> **The task**
Decide whether each statement agrees with the excerpt below on event routing and integration: (a) With synchronous integration, the processor thread that makes the call waits for a response. (b) Asynchronous integration halts processing until the result of the call comes back. (c) Each session can have its own web service. Answer yes or no for each, and quote the exact words from the excerpt that settle it.

Using a conventional message router
2.
Assigning target web services for each of the different
sessions
Message routers
are well understood, but we’ll explain further on the use of web services. Each
different session can have its own web service. Each event creator can then be
assigned a specific web service to call based on the session needed for its
events. This type of mapping of event to sessions only works when sessions are
only needed at the creator granularity. The metrics being calculated dictate
the granularity. As long as a group of sessions rely only a specific set of
event creators, those creators can use the same web service.
Figure 5.
Using a Service Locator to Allow Event Creators to Send to a Processor
A more elaborate scheme to allow creators to send different types of events to
different nodes consists of two steps. Prior
to sending the event, a service is called to determine where to send the event.
This routing decision can be based on the message itself. This mechanism pushes
some of the routing processing onto the event creator. This approach has been
described extensively in The Integrated Building Design Environment by Fenves
et al [6]. A key ability of the Event
Stream Processor is how at each step in its event processing, it can integrate
with external systems. In one particular instance we integrate with a semantic
text analytics engine. Every time a warranty claim event is processed, it is
passed along to the semantic text analytics engine to pull out symptoms,
causes, and actions from text entered by the service technician at the
automotive dealership. The integration can be done synchronously or
asynchronously as shown in the figures below.
Figure 6. Synchronous Integration of External System
With synchronous integration, as shown
in Figure 6, during event processing the call to the external system is made
and the processor thread making the call awaits a response. Choosing
synchronous integration makes most sense when integrating with external systems
that respond quickly relative the needed response time.
The asynchronous integration shown in
Figure 7 allows processing to continue prior to getting the result of the
call. When the processing of the call is
completed, the system creates a new event which allows processing to continue.
Figure 7.

> **Supplied entries**
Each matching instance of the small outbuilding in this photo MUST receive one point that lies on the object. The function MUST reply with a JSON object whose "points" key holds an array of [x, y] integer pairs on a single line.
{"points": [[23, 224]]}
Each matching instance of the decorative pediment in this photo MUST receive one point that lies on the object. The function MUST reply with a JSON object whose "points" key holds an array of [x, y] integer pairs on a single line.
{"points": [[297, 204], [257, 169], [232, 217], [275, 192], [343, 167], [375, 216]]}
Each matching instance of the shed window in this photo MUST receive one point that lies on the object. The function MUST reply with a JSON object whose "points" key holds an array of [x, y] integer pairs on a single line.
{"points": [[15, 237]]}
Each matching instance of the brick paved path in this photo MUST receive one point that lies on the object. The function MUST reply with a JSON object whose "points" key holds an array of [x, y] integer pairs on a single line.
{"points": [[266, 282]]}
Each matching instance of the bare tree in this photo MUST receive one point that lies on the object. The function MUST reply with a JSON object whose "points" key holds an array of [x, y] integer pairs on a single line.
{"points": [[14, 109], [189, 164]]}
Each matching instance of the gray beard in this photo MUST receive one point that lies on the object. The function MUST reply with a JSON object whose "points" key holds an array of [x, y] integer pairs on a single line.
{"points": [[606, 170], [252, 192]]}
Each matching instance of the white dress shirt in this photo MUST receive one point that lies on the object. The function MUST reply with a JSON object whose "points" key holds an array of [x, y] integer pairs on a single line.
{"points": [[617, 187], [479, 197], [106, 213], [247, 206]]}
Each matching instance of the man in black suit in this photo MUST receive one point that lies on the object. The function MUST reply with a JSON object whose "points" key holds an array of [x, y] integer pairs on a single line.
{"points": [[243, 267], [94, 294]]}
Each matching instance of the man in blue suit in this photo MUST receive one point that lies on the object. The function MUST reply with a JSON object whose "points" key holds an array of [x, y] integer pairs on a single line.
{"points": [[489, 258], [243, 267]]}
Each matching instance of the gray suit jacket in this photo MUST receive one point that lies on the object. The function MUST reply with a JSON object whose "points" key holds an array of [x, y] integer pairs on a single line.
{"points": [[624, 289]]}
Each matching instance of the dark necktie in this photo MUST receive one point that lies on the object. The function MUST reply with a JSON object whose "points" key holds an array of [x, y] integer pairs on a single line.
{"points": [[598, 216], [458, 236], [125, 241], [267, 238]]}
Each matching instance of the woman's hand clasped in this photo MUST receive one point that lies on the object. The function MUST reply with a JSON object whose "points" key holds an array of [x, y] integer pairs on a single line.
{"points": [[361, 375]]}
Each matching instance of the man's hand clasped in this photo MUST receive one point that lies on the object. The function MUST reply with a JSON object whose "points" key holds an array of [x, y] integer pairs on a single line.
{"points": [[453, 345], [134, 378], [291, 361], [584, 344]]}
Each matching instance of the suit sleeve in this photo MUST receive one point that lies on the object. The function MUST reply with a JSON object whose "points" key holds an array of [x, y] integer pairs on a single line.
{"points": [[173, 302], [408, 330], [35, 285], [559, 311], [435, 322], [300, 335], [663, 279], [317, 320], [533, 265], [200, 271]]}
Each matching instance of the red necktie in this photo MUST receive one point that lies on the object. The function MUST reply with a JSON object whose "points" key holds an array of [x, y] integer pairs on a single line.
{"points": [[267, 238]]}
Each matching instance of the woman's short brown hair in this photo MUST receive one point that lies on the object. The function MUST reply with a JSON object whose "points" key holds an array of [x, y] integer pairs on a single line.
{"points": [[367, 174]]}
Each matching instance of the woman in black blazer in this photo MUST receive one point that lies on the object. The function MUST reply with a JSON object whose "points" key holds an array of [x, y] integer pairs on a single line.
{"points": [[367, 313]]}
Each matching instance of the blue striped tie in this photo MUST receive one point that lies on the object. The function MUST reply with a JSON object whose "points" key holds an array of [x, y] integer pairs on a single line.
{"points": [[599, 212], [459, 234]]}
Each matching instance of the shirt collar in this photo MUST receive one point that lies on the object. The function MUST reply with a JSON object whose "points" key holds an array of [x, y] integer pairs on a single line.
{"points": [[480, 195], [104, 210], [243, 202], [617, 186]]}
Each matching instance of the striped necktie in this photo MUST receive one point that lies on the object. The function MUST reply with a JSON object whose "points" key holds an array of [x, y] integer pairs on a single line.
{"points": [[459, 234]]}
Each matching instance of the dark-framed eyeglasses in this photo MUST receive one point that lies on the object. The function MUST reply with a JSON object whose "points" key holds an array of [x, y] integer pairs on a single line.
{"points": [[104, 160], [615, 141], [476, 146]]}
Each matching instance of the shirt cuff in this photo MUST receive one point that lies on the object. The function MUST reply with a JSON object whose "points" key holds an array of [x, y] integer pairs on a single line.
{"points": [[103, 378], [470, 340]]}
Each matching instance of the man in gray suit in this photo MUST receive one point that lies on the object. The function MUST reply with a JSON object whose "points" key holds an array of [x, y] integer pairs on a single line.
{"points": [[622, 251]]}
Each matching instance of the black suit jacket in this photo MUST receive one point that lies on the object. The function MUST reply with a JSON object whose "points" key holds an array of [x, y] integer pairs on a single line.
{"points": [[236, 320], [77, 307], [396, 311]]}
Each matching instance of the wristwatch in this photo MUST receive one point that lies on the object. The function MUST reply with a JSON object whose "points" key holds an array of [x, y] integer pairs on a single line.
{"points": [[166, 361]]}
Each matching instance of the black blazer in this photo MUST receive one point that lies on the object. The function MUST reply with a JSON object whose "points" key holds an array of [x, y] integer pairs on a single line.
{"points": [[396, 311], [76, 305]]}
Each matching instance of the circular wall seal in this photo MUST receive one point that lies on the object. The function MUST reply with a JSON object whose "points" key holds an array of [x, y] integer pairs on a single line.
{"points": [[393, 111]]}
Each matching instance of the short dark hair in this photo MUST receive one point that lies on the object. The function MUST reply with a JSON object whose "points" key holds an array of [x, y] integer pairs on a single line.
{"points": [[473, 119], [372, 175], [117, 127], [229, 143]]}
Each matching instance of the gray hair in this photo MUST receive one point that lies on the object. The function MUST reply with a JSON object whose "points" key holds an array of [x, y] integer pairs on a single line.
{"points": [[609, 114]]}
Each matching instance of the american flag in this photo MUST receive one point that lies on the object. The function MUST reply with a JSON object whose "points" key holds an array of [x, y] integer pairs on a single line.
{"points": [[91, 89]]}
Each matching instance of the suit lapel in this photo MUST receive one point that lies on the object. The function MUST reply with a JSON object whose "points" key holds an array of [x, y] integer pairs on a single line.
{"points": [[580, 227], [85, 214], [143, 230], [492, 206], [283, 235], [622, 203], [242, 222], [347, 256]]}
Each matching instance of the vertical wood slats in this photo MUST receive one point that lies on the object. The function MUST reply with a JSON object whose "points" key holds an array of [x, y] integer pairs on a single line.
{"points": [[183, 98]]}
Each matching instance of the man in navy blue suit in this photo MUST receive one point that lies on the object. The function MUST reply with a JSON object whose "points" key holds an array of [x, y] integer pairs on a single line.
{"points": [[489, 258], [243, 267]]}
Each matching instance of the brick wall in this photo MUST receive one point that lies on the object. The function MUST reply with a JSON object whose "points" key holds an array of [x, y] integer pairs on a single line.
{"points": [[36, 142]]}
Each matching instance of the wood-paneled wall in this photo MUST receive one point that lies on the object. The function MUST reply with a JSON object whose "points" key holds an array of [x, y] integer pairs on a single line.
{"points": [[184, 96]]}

> **Solution**
(a) Yes: "the processor thread making the call awaits a response"
(b) No: "allows processing to continue prior to getting the result of the call"
(c) Yes: "Each different session can have its own web service."